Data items

[Start]

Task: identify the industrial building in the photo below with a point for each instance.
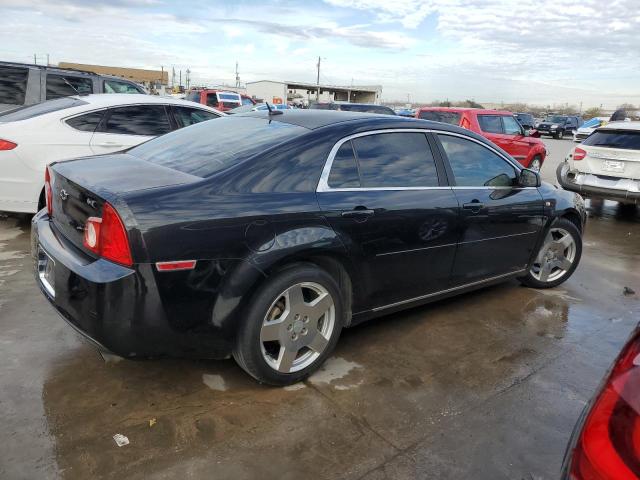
(301, 92)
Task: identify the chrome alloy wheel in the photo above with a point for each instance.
(297, 327)
(556, 256)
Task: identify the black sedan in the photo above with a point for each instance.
(263, 235)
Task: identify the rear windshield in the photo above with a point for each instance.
(31, 111)
(13, 85)
(205, 148)
(452, 118)
(614, 139)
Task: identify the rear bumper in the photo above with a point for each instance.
(624, 189)
(118, 308)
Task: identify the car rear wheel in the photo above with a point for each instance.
(557, 258)
(292, 325)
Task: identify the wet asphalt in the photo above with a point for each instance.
(485, 385)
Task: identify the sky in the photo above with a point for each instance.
(542, 52)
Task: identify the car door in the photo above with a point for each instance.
(500, 222)
(384, 194)
(130, 125)
(515, 142)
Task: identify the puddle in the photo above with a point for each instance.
(335, 368)
(214, 382)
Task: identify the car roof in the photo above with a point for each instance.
(621, 126)
(483, 111)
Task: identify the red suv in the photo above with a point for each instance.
(501, 127)
(219, 99)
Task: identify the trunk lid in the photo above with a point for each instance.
(80, 188)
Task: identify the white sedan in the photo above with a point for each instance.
(32, 137)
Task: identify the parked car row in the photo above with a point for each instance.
(501, 127)
(25, 84)
(31, 137)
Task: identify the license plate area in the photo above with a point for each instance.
(613, 166)
(46, 272)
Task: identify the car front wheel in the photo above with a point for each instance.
(291, 327)
(557, 258)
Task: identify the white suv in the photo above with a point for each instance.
(606, 164)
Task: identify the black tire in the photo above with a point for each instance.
(248, 348)
(530, 281)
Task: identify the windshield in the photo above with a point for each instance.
(626, 140)
(31, 111)
(205, 149)
(452, 118)
(594, 122)
(555, 119)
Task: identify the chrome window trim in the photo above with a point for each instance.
(323, 183)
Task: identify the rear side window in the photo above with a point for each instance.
(115, 86)
(190, 116)
(149, 120)
(67, 85)
(31, 111)
(511, 126)
(625, 140)
(474, 165)
(452, 118)
(13, 85)
(344, 172)
(490, 123)
(87, 122)
(209, 147)
(395, 160)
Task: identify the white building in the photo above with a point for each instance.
(301, 92)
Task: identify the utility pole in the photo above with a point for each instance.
(318, 82)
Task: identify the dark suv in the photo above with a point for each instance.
(353, 107)
(25, 84)
(558, 126)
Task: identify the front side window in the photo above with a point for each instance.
(511, 126)
(87, 122)
(67, 85)
(114, 86)
(190, 116)
(344, 172)
(490, 123)
(474, 165)
(149, 120)
(13, 85)
(395, 160)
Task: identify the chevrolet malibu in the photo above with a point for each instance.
(264, 235)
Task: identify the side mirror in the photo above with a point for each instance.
(528, 178)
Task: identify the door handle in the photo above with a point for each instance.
(358, 212)
(475, 206)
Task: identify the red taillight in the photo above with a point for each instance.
(48, 196)
(107, 237)
(7, 145)
(579, 154)
(608, 447)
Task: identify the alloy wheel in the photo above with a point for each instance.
(297, 327)
(556, 256)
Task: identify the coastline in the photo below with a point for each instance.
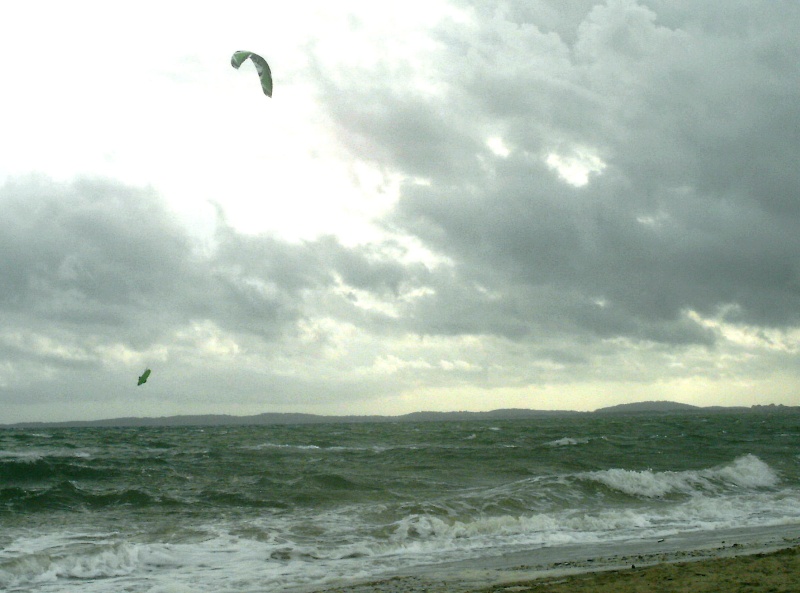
(752, 559)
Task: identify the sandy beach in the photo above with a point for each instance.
(737, 561)
(773, 572)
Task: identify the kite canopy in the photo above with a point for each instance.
(143, 378)
(261, 65)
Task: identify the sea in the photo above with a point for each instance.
(304, 507)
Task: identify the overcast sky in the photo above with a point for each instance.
(464, 205)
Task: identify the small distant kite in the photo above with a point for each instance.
(143, 378)
(261, 65)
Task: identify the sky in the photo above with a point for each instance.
(446, 205)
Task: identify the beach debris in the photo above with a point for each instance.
(143, 377)
(264, 73)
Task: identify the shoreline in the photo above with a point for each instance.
(682, 562)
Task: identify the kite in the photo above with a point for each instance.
(261, 65)
(143, 378)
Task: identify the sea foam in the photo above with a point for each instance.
(745, 472)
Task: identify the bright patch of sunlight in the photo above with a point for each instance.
(575, 168)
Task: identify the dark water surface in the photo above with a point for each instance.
(268, 508)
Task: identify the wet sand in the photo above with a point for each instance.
(737, 561)
(775, 572)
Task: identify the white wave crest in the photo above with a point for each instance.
(747, 472)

[End]

Short exercise
Copy out word for word everything from the line containing "Task: identify the white wave" down to the end of the items above.

Written answer
Task: identify the white wave crest in the photo above with a point for each instance.
(747, 472)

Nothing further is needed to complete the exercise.